Brief 1 – Render the records as a Markdown table with the columns Row and Line, starting with the first line of the records and going on through the line that contains "<point>215,148</point>". Skip blank lines and leave out the pictures.

Excerpted text –
-- BEGIN --

October Round-Up: Not a Lot

I didn’t get much reading done in October, but I ended with a bang: waiting up for my teenager to get home from a Halloween party, I had a few solid hours of reading time and finished both the books I’d been reading for the past couple of weeks. And I enjoyed them! I have a feeling that in November I’ll still be too tired and busy to read as much as I want to, but my enthusiasm for reading and my desire to read have been renewed.

Here’s what I read/listened to in October:

Standout Book of the Month

Paul Kingsnorth, The Wake  I read this because of Rosario’s review, and I could just leave my response at “what she said.” But of course I won’t. There was a point, about halfway through, when I started to feel that a book about the aftermath of the Norman invasion of England written in an accessible reimagination Old English was a stunt, and that 150 pages of stunt were enough. But then I got hooked again, not by a plot twist exactly, but by the recognition that something other than what I expected had been slowly unfolding all along.

This is, as Rosario says, a kind of post-apocalyptic novel, for Buccmaster’s world has been destroyed and he gathers a small band of men to resist the enemy. But unlike popular YA dystopias, it would not lend itself to a big-budget action movie trilogy. The action that matters, really, is in Buccmaster’s head. And in the end, this book reminded me most of the book on the Congo I read this summer, because it depicts a post-conquest land in which people’s homes, lives, and society are destroyed. People around Buccmaster want a leader, and he wants to be one, but . . . well, I don’t want to spoil it. But there are plenty of places in the world today that show us what can happen when people are unmoored from society and human connections.

-- END --

Extracted information –
-- BEGIN --

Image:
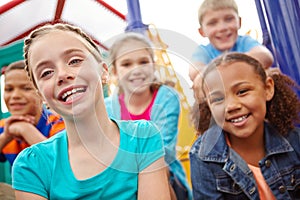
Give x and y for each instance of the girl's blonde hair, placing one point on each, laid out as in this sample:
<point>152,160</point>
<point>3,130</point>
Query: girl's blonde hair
<point>44,30</point>
<point>215,5</point>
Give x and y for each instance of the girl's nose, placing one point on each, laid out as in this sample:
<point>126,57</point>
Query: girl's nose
<point>65,75</point>
<point>232,104</point>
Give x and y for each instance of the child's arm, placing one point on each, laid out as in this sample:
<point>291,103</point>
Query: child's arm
<point>7,136</point>
<point>263,55</point>
<point>26,131</point>
<point>195,69</point>
<point>27,196</point>
<point>153,182</point>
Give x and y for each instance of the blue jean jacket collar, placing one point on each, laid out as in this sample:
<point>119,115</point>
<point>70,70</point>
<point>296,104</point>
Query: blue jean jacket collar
<point>215,148</point>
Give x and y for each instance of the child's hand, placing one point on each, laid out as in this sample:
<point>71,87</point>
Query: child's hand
<point>16,126</point>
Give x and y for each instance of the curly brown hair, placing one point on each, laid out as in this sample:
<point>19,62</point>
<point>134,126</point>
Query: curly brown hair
<point>283,110</point>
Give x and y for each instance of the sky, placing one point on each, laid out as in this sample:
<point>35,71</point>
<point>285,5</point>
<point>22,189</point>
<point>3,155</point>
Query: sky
<point>177,24</point>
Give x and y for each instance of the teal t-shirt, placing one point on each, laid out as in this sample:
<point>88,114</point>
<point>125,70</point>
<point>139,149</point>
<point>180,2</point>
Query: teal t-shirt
<point>44,168</point>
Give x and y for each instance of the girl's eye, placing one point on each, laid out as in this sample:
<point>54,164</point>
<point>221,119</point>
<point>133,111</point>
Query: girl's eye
<point>216,99</point>
<point>46,73</point>
<point>8,89</point>
<point>229,19</point>
<point>74,61</point>
<point>243,91</point>
<point>28,88</point>
<point>144,62</point>
<point>126,64</point>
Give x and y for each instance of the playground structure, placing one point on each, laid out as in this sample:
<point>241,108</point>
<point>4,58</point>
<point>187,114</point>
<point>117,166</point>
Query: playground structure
<point>280,35</point>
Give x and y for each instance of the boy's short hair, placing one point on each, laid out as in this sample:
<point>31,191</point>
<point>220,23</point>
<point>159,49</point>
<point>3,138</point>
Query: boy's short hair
<point>215,5</point>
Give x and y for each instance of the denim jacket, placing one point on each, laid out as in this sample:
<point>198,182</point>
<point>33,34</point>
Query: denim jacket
<point>218,172</point>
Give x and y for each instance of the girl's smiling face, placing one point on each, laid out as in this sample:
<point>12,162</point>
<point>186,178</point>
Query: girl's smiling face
<point>237,98</point>
<point>134,67</point>
<point>67,74</point>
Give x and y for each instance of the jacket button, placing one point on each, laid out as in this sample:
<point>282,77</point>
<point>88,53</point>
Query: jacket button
<point>236,186</point>
<point>252,190</point>
<point>293,180</point>
<point>281,189</point>
<point>268,163</point>
<point>232,167</point>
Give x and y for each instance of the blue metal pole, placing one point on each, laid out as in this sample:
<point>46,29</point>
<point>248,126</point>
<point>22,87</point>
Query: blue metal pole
<point>134,18</point>
<point>283,18</point>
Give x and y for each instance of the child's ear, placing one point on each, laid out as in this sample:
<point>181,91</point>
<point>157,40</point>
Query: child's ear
<point>269,88</point>
<point>202,33</point>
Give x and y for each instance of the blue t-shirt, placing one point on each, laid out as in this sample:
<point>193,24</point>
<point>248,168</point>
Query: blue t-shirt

-- END --

Brief 2 – Return the passage from the October reading round-up word for word, starting with "Standout Book of" and going on through "unfolding all along.".

Complete answer 1 –
| Row | Line |
|---|---|
| 1 | Image: |
| 2 | Give x and y for each instance of the girl's blonde hair, placing one point on each, laid out as in this sample: |
| 3 | <point>152,160</point> |
| 4 | <point>3,130</point> |
| 5 | Query: girl's blonde hair |
| 6 | <point>44,30</point> |
| 7 | <point>215,5</point> |
| 8 | Give x and y for each instance of the girl's nose, placing one point on each, laid out as in this sample: |
| 9 | <point>126,57</point> |
| 10 | Query: girl's nose |
| 11 | <point>65,75</point> |
| 12 | <point>232,104</point> |
| 13 | Give x and y for each instance of the child's arm, placing one point on each, laid out as in this sample: |
| 14 | <point>291,103</point> |
| 15 | Query: child's arm |
| 16 | <point>7,136</point> |
| 17 | <point>263,55</point> |
| 18 | <point>26,131</point> |
| 19 | <point>195,69</point> |
| 20 | <point>27,196</point> |
| 21 | <point>153,182</point> |
| 22 | Give x and y for each instance of the blue jean jacket collar, placing one point on each, laid out as in this sample: |
| 23 | <point>119,115</point> |
| 24 | <point>70,70</point> |
| 25 | <point>296,104</point> |
| 26 | Query: blue jean jacket collar |
| 27 | <point>215,148</point> |

Complete answer 2 –
Standout Book of the Month

Paul Kingsnorth, The Wake  I read this because of Rosario’s review, and I could just leave my response at “what she said.” But of course I won’t. There was a point, about halfway through, when I started to feel that a book about the aftermath of the Norman invasion of England written in an accessible reimagination Old English was a stunt, and that 150 pages of stunt were enough. But then I got hooked again, not by a plot twist exactly, but by the recognition that something other than what I expected had been slowly unfolding all along.